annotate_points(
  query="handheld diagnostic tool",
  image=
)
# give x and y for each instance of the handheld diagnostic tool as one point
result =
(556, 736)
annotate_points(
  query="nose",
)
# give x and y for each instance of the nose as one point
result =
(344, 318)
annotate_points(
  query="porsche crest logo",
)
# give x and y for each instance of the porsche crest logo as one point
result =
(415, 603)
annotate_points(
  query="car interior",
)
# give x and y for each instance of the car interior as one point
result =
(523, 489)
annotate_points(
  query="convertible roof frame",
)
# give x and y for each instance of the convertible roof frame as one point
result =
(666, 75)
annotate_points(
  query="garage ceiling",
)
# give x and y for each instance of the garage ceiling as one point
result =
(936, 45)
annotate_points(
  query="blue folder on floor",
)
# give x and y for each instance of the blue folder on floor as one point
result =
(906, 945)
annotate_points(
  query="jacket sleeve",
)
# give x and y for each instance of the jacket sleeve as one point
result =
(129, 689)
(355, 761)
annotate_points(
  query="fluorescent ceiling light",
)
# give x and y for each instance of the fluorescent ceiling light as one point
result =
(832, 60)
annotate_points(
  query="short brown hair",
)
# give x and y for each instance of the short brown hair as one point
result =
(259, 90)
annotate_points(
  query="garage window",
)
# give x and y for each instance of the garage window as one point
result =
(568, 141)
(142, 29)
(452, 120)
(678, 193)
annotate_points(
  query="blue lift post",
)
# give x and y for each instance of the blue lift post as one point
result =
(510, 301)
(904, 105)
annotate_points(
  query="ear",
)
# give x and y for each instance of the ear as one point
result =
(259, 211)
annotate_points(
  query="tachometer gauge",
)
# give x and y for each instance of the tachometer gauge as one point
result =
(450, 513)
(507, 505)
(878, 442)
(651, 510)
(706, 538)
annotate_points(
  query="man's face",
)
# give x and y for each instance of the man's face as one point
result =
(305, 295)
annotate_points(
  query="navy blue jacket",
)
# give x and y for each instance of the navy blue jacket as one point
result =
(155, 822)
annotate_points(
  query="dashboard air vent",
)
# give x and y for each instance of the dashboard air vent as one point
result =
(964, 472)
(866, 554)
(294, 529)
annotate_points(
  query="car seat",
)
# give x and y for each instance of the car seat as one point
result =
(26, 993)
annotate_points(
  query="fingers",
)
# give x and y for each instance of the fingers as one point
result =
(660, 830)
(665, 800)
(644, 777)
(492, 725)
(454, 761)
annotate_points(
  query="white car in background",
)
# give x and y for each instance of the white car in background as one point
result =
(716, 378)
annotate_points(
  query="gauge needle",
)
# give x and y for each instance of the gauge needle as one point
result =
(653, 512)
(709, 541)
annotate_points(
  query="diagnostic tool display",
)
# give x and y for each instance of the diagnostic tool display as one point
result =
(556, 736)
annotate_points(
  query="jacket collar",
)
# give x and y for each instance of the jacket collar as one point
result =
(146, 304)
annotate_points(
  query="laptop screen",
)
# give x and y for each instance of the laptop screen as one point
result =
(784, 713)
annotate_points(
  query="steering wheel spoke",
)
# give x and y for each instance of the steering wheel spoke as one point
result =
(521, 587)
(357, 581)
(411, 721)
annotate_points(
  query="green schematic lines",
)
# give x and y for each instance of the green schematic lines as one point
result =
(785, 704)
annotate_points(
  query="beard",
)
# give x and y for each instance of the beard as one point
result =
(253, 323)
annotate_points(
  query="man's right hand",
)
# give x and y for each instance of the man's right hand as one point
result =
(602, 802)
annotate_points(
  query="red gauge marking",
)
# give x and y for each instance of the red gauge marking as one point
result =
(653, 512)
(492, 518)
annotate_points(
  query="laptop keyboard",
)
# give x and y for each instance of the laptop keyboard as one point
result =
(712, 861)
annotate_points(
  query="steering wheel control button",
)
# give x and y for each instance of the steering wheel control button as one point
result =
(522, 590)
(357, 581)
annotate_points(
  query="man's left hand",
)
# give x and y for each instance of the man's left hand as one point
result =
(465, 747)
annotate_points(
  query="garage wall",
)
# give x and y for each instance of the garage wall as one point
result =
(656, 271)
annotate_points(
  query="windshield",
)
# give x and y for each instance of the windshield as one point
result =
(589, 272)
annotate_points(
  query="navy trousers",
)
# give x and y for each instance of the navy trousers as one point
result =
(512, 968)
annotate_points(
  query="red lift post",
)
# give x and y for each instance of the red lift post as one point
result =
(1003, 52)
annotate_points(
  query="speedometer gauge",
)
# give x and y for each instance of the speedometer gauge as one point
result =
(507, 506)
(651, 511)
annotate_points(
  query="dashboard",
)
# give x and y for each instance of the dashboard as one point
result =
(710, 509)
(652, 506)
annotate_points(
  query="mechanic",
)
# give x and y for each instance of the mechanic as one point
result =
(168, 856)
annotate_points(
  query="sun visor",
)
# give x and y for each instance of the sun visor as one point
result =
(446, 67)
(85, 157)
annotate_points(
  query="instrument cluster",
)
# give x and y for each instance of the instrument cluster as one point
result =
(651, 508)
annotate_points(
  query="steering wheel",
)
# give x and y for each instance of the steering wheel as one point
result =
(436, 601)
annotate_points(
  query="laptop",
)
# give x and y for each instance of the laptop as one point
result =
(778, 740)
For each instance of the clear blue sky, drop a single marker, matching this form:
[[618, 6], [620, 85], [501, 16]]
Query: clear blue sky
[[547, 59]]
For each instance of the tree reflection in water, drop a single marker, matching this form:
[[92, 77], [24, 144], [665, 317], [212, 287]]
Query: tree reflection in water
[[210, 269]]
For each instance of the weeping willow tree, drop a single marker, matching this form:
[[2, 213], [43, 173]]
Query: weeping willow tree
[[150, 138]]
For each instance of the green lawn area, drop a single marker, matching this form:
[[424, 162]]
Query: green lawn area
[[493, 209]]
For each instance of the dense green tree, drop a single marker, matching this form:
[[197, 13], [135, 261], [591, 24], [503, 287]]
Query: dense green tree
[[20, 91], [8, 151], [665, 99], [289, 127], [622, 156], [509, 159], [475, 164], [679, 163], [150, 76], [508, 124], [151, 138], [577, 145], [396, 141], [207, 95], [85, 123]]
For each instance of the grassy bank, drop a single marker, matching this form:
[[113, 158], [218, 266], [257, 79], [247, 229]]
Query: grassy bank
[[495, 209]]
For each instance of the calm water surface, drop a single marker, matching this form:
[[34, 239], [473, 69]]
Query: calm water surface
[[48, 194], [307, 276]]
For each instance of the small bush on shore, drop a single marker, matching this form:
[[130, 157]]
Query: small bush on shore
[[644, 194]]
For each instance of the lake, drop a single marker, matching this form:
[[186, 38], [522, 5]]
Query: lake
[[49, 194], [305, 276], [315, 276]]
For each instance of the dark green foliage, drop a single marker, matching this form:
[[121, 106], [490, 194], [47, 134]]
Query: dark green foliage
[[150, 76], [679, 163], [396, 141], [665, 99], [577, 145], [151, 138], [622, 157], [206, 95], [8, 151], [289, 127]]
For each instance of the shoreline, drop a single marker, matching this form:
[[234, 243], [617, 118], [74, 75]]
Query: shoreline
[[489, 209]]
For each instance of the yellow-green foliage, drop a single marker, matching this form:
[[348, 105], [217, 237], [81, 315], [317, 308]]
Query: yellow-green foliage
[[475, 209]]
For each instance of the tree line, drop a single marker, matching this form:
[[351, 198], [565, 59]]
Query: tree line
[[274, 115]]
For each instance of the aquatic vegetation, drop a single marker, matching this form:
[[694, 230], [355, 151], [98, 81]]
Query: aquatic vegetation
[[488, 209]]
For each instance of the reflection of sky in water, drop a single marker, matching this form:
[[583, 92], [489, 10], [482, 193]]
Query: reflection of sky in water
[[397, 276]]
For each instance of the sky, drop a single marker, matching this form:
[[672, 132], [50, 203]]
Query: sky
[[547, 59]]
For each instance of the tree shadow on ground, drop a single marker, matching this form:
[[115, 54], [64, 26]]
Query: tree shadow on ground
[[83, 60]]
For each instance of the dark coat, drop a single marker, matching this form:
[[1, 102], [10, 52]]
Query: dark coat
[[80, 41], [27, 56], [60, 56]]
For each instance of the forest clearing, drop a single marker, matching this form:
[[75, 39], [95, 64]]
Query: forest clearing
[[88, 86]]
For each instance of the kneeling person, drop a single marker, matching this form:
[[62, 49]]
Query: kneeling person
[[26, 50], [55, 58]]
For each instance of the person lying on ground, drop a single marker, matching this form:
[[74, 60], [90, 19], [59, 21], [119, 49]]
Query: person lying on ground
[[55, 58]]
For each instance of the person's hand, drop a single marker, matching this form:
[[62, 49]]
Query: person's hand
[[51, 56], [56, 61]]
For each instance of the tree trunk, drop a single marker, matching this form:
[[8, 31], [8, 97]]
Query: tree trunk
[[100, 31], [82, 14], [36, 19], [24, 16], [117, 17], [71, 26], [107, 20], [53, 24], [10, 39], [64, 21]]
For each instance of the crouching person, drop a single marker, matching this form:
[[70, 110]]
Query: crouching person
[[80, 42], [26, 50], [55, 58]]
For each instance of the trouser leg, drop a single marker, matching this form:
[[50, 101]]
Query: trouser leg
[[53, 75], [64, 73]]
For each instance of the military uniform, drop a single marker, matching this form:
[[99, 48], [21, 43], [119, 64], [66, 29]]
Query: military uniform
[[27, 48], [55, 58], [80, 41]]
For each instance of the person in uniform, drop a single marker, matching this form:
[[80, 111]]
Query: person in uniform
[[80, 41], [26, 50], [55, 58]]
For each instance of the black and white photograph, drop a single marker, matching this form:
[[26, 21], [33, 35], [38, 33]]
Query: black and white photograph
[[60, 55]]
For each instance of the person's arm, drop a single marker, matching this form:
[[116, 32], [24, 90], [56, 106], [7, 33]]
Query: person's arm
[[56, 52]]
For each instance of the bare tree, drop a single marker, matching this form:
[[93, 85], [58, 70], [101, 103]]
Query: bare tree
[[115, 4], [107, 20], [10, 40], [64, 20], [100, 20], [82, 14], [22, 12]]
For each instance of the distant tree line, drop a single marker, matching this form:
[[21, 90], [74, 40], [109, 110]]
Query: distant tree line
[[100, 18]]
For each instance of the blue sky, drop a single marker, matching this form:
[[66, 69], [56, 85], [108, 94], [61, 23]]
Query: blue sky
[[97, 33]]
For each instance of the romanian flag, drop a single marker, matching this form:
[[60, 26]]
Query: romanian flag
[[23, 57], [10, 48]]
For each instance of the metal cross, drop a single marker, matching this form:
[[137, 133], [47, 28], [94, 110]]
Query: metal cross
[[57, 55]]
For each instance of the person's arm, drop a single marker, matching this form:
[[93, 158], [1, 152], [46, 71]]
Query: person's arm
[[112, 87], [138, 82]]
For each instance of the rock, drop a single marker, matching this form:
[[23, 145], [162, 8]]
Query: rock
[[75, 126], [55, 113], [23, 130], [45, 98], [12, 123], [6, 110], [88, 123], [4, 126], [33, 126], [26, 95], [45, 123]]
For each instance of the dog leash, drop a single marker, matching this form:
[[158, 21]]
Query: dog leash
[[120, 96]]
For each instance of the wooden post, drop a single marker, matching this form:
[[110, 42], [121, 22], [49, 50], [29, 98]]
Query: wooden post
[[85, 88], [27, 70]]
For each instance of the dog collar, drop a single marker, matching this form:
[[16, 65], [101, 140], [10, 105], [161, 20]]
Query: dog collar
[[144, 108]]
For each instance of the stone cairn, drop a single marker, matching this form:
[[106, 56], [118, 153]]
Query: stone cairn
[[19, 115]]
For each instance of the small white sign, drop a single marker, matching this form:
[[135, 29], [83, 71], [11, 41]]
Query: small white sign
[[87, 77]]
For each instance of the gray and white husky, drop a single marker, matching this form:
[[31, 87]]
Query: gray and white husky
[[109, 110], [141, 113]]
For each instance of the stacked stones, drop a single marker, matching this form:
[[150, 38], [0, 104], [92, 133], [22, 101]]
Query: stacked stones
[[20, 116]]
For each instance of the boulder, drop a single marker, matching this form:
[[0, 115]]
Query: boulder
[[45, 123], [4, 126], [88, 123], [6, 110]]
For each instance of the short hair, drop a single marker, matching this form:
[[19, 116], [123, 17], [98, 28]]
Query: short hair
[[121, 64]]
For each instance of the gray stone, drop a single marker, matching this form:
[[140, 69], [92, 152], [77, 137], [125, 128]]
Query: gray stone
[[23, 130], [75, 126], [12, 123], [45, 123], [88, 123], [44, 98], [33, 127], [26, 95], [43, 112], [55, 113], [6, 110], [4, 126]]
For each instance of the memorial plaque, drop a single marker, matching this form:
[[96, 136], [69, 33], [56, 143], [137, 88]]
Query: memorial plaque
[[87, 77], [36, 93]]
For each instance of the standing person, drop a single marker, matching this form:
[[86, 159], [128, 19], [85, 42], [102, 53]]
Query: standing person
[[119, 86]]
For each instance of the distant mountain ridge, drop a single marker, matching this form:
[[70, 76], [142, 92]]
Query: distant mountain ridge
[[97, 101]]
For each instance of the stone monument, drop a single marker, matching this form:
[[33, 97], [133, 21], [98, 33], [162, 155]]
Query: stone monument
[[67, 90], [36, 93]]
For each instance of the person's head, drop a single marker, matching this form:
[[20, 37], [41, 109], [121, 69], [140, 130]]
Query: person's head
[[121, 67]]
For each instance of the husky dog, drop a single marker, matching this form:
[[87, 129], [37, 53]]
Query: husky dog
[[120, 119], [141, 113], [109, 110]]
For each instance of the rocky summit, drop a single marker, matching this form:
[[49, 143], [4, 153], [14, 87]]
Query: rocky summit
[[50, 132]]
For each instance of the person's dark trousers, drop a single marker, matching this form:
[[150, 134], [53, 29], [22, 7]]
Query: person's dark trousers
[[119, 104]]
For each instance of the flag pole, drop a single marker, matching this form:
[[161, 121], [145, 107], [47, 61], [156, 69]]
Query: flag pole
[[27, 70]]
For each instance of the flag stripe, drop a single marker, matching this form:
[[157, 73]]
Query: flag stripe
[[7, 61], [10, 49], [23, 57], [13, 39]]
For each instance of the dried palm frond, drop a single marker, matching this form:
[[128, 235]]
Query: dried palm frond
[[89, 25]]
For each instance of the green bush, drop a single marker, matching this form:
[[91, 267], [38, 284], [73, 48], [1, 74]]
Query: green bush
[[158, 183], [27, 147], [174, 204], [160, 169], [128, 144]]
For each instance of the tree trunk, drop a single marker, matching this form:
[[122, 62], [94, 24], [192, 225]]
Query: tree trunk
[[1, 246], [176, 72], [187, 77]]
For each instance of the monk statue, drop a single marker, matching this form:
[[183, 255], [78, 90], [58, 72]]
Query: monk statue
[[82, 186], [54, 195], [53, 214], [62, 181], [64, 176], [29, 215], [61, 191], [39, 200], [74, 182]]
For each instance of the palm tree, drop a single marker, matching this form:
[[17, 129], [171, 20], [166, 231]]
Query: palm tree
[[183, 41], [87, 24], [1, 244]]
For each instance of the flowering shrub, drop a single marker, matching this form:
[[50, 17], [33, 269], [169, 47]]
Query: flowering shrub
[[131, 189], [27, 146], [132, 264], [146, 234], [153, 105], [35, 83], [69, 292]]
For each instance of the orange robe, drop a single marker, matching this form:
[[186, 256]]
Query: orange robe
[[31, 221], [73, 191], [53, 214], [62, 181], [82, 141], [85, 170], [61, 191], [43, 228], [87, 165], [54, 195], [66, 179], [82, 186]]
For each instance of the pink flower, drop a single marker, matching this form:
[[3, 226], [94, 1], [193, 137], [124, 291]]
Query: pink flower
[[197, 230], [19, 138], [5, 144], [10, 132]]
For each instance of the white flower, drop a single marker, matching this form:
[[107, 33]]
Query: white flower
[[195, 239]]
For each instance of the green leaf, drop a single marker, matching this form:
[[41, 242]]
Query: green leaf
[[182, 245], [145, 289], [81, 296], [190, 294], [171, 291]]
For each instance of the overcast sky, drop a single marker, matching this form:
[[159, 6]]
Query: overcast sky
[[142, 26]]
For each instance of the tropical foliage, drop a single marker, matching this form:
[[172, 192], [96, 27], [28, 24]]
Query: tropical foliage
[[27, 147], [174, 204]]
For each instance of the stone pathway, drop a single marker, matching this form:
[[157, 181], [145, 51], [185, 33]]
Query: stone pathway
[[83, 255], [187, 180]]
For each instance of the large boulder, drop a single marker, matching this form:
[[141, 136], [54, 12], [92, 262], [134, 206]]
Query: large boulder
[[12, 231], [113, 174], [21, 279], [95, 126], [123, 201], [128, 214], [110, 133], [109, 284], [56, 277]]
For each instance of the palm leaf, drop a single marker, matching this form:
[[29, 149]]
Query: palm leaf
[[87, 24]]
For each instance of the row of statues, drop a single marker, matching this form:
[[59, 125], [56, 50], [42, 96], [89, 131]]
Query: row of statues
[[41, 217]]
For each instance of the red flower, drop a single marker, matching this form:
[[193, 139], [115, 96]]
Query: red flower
---*---
Directions for this task: Copy out without change the material from the line containing "For each instance of the crouching" through the line containing "[[120, 96]]", including both of those lines.

Final answer:
For each instance of the crouching person, drop a single marker, matching this form:
[[70, 110]]
Query: crouching person
[[80, 42], [26, 50], [55, 58]]
For each instance of the trouser leg, drop a single marker, matching this form:
[[50, 101]]
Query: trouser leg
[[53, 75], [64, 73]]
For each instance of the military uniform, drop a single marker, matching this form:
[[99, 48], [21, 43], [119, 64], [66, 29]]
Query: military uniform
[[27, 48], [55, 58], [80, 41]]
For each instance of the person in uniform, drop a single marker, matching this form:
[[80, 111]]
Query: person in uniform
[[80, 41], [26, 50], [55, 58]]
For each instance of the black and white photograph, drop a single marker, matching this form:
[[26, 21], [33, 35], [38, 33]]
Query: black and white photograph
[[60, 55]]
For each instance of the person's arm, drop a single marker, matching this form:
[[116, 32], [24, 90], [56, 106], [7, 33]]
Query: person's arm
[[56, 52]]
For each instance of the bare tree, drop a single marker, matching this form:
[[93, 85], [58, 70], [101, 103]]
Query: bare tree
[[115, 4], [107, 20], [10, 40], [64, 20], [100, 20], [82, 14], [22, 12]]
For each instance of the distant tree line, drop a single marker, matching this form:
[[21, 90], [74, 40], [109, 110]]
Query: distant tree line
[[100, 18]]
For each instance of the blue sky, drop a single marker, matching this form:
[[66, 69], [56, 85], [108, 94], [61, 23]]
Query: blue sky
[[97, 33]]
For each instance of the romanian flag, drop a single marker, matching this form:
[[60, 26]]
Query: romanian flag
[[23, 57], [10, 48]]
For each instance of the metal cross, drop a single marker, matching this form:
[[137, 133], [47, 28], [94, 110]]
Query: metal cross
[[57, 55]]
For each instance of the person's arm, drop a single marker, matching this form:
[[93, 158], [1, 152], [46, 71]]
Query: person's arm
[[112, 87], [138, 82]]
For each instance of the rock, drop a single marker, matching this form:
[[23, 145], [162, 8]]
Query: rock
[[75, 126], [55, 113], [23, 130], [45, 98], [12, 123], [6, 110], [88, 123], [4, 126], [33, 126], [26, 95], [45, 123]]
For each instance of the dog leash, drop a single marker, matching this form:
[[158, 21]]
Query: dog leash
[[120, 96]]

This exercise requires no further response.